• _Dataset entries_:
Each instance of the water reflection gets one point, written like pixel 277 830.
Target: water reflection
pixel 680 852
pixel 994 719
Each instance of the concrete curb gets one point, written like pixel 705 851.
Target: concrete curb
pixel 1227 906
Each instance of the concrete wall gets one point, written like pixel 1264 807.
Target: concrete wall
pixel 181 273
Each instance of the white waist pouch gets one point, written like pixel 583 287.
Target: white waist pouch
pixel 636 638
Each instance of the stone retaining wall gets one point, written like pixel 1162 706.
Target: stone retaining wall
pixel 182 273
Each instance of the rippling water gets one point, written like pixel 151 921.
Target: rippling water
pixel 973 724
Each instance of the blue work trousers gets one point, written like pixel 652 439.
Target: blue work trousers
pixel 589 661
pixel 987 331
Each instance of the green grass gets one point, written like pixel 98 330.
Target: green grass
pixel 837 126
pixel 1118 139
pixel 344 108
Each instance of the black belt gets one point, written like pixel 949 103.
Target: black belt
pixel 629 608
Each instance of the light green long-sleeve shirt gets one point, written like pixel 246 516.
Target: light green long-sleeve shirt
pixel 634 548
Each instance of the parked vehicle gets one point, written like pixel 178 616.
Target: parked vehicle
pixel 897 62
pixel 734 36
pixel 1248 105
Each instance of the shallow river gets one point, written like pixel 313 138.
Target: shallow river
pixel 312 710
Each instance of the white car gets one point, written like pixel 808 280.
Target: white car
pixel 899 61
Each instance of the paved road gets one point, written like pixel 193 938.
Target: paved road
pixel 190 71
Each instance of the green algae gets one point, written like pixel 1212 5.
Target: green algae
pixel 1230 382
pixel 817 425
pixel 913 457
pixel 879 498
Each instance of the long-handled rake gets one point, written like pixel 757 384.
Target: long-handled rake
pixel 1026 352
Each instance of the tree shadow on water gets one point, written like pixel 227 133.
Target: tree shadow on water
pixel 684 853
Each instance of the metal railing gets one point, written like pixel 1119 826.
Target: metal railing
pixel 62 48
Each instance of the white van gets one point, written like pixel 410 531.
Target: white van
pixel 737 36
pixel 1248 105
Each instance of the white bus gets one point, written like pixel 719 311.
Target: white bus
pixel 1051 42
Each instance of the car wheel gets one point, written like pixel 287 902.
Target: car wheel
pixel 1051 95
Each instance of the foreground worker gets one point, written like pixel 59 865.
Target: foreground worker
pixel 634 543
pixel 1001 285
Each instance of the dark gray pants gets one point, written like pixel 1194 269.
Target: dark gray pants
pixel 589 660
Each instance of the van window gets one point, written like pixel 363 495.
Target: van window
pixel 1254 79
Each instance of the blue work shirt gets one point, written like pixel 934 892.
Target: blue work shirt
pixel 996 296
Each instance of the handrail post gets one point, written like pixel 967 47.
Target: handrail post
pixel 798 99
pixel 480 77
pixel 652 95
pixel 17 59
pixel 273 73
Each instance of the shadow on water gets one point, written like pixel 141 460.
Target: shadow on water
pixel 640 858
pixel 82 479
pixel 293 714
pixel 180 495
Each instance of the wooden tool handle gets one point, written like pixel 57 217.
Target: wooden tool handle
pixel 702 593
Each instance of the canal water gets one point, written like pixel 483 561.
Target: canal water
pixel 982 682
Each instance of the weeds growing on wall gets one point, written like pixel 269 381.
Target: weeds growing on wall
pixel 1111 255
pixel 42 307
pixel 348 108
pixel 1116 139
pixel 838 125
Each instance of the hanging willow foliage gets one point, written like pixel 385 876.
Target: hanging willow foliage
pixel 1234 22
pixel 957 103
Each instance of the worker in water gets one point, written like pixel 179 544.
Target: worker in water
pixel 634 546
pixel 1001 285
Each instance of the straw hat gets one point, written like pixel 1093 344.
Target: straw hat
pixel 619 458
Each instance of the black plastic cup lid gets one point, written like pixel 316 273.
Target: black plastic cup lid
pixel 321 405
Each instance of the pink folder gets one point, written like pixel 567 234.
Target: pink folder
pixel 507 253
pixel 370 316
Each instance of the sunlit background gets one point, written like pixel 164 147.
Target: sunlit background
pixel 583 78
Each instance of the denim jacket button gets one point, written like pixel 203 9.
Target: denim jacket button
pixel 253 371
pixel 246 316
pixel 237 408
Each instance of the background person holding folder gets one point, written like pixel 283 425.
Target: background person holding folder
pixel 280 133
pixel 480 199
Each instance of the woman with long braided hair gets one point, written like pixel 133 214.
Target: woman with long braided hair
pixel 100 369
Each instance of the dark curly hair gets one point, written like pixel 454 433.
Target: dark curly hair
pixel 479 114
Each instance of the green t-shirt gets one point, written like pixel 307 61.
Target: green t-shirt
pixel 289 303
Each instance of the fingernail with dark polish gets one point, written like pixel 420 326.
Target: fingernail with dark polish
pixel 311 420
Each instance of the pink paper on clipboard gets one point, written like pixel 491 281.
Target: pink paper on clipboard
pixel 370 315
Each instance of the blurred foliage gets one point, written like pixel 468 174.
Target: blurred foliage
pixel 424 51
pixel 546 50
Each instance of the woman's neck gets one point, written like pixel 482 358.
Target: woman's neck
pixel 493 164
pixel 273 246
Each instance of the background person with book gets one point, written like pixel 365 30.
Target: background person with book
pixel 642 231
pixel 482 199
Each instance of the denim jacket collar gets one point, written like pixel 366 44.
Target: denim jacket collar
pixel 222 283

• _What is required_: Render every line of the records above as a JSON list of strings, one string per line, omitting blank lines.

• _Solution for this problem_:
[
  "Each instance of the water reflection gets one point, written like pixel 277 830.",
  "Target: water reflection",
  "pixel 680 852",
  "pixel 994 719",
  "Each instance of the concrete curb gets one point, written like pixel 705 851.",
  "Target: concrete curb",
  "pixel 1227 906",
  "Each instance of the concrete wall gets one point, written like pixel 1264 807.",
  "Target: concrete wall",
  "pixel 181 273",
  "Each instance of the white waist pouch gets one point, written like pixel 583 287.",
  "Target: white waist pouch",
  "pixel 636 638",
  "Each instance of the stone retaining wall gets one point, written like pixel 1162 706.",
  "Target: stone retaining wall",
  "pixel 182 273",
  "Each instance of the rippling water gets one point, written like pixel 151 921.",
  "Target: rippling water",
  "pixel 973 724",
  "Each instance of the blue work trousers gets one point, written like pixel 652 439.",
  "Target: blue work trousers",
  "pixel 589 661",
  "pixel 987 331",
  "Each instance of the green grass gets one point, written like pixel 98 330.",
  "Target: green grass",
  "pixel 837 126",
  "pixel 1118 139",
  "pixel 344 108",
  "Each instance of the black belt gets one point, written like pixel 949 103.",
  "Target: black belt",
  "pixel 629 608",
  "Each instance of the light green long-sleeve shirt gets one point, written like pixel 246 516.",
  "Target: light green long-sleeve shirt",
  "pixel 634 548",
  "Each instance of the parked vehicle gets one point, written like pixel 178 616.",
  "Target: parked vehicle",
  "pixel 897 62",
  "pixel 734 36",
  "pixel 1248 105",
  "Each instance of the shallow river gets one point, written like pixel 313 138.",
  "Target: shallow river",
  "pixel 312 710",
  "Each instance of the white car gets one point, written like pixel 808 280.",
  "Target: white car",
  "pixel 899 61",
  "Each instance of the paved road gets one point, written like pixel 193 938.",
  "Target: paved road",
  "pixel 190 71",
  "Each instance of the green algae gets one point, written like pixel 1212 5.",
  "Target: green algae",
  "pixel 1230 382",
  "pixel 817 425",
  "pixel 913 457",
  "pixel 879 498",
  "Each instance of the long-handled rake gets one point, written like pixel 757 384.",
  "Target: long-handled rake",
  "pixel 1026 352",
  "Each instance of the tree shadow on water gets one point, written like pixel 227 133.",
  "Target: tree shadow on water",
  "pixel 684 853",
  "Each instance of the metal railing gets one point, written like pixel 1119 826.",
  "Target: metal railing",
  "pixel 62 48",
  "Each instance of the white van gets one point, written like pixel 410 531.",
  "Target: white van",
  "pixel 737 36",
  "pixel 1248 105",
  "Each instance of the white bus gets one point, written like pixel 719 311.",
  "Target: white bus",
  "pixel 1051 42",
  "Each instance of the car wheel gets one point, written like pixel 287 902.",
  "Target: car wheel",
  "pixel 1051 95",
  "Each instance of the foreground worker gets one point, written like pixel 59 865.",
  "Target: foreground worker",
  "pixel 634 543",
  "pixel 1001 285",
  "Each instance of the dark gray pants gets one point, written like pixel 1194 269.",
  "Target: dark gray pants",
  "pixel 589 660",
  "Each instance of the van window gets one point, written like pixel 363 495.",
  "Target: van window",
  "pixel 1254 79",
  "Each instance of the blue work shirt gets one point, written like pixel 934 892.",
  "Target: blue work shirt",
  "pixel 996 296",
  "Each instance of the handrail post gets one point, written like pixel 967 47.",
  "Target: handrail post",
  "pixel 798 99",
  "pixel 480 77",
  "pixel 652 95",
  "pixel 17 59",
  "pixel 273 73",
  "Each instance of the shadow on water gets one point, written like pixel 141 460.",
  "Target: shadow on water",
  "pixel 640 858",
  "pixel 82 479",
  "pixel 293 714",
  "pixel 180 495",
  "Each instance of the wooden tool handle gets one point, written like pixel 57 217.",
  "Target: wooden tool handle",
  "pixel 702 593",
  "Each instance of the canal water gets one point, written like pixel 483 561.",
  "Target: canal water",
  "pixel 982 682",
  "Each instance of the weeds growing on wall gets one point, written like pixel 269 381.",
  "Target: weeds growing on wall",
  "pixel 1111 255",
  "pixel 42 307",
  "pixel 348 108",
  "pixel 1116 139",
  "pixel 838 125",
  "Each instance of the hanging willow foliage gets one point, written like pixel 385 876.",
  "Target: hanging willow foliage",
  "pixel 1234 22",
  "pixel 957 103",
  "Each instance of the worker in water gets one point, written like pixel 179 544.",
  "Target: worker in water",
  "pixel 634 546",
  "pixel 1001 285",
  "Each instance of the straw hat gets one point, written like pixel 1093 344.",
  "Target: straw hat",
  "pixel 619 458",
  "Each instance of the black plastic cup lid gets one point, written like pixel 316 273.",
  "Target: black plastic cup lid",
  "pixel 321 405",
  "Each instance of the pink folder gets one point, written like pixel 567 234.",
  "Target: pink folder",
  "pixel 507 253",
  "pixel 370 316",
  "Each instance of the sunlit background gets one point, written like pixel 164 147.",
  "Target: sunlit background",
  "pixel 583 78",
  "Each instance of the denim jacket button gets one point, written like pixel 203 9.",
  "Target: denim jacket button",
  "pixel 253 371",
  "pixel 246 316",
  "pixel 237 408",
  "Each instance of the background person holding folder gets one point, written like pixel 283 425.",
  "Target: background person holding folder",
  "pixel 280 133",
  "pixel 480 199",
  "Each instance of the woman with long braided hair gets one point, written like pixel 133 214.",
  "Target: woman with long braided hair",
  "pixel 100 369",
  "Each instance of the dark curly hair gets one point, written like pixel 454 433.",
  "Target: dark curly hair",
  "pixel 479 114",
  "Each instance of the green t-shirt gets one point, written like pixel 307 61.",
  "Target: green t-shirt",
  "pixel 289 303",
  "Each instance of the fingernail with dark polish gets one point, written like pixel 420 326.",
  "Target: fingernail with dark polish",
  "pixel 311 420",
  "Each instance of the pink paper on clipboard gets one point, written like pixel 491 281.",
  "Target: pink paper on clipboard",
  "pixel 370 315",
  "Each instance of the blurred foliage gets one point, written like pixel 468 174.",
  "Target: blurred foliage",
  "pixel 424 51",
  "pixel 546 50",
  "Each instance of the woman's neck gets one point, written like pixel 482 358.",
  "Target: woman's neck",
  "pixel 493 164",
  "pixel 273 246",
  "Each instance of the background person with book gets one point, written like pixel 365 30.",
  "Target: background person with book",
  "pixel 642 231",
  "pixel 482 199",
  "Each instance of the denim jacket collar gets one point, written like pixel 366 44.",
  "Target: denim jacket collar",
  "pixel 222 283"
]